Filter the records down to the lines that hold the word "french", and copy each of those lines.

* **Extracted records**:
━━━━
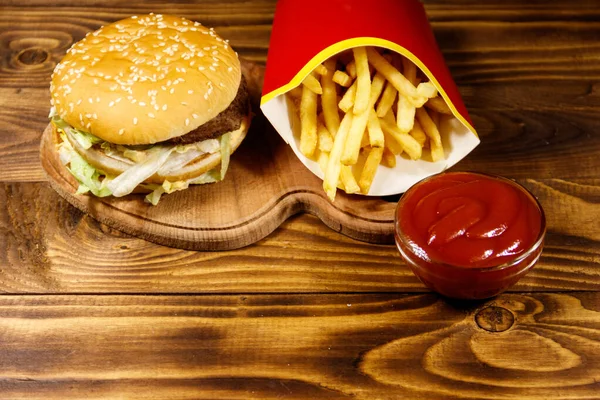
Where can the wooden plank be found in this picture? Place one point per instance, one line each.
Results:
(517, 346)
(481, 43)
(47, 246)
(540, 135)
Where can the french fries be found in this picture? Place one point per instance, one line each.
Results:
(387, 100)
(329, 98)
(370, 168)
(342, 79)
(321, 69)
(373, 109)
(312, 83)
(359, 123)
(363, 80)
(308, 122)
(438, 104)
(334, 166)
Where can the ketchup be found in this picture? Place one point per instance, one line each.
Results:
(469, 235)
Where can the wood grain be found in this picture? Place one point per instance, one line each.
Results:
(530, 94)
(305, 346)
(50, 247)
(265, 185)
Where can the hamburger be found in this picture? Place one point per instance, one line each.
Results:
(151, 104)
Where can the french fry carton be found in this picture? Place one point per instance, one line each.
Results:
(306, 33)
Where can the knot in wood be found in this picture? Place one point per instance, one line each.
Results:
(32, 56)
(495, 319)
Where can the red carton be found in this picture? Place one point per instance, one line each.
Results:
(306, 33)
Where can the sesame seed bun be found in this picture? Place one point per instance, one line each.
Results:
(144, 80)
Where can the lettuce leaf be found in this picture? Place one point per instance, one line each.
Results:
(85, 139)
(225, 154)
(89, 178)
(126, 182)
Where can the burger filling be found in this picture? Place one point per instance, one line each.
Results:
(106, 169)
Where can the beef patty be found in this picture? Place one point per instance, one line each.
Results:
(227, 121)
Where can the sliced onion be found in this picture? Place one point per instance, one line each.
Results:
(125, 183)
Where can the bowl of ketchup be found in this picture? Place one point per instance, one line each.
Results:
━━━━
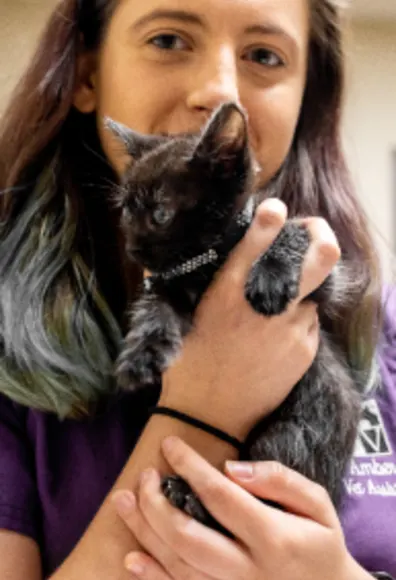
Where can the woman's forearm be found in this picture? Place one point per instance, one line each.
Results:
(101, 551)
━━━━
* **Task response**:
Where can the french fries be found in this picture? Place one point per instance, one line each.
Where can the french fry carton be found in this picture? Place one point per instance, one line each.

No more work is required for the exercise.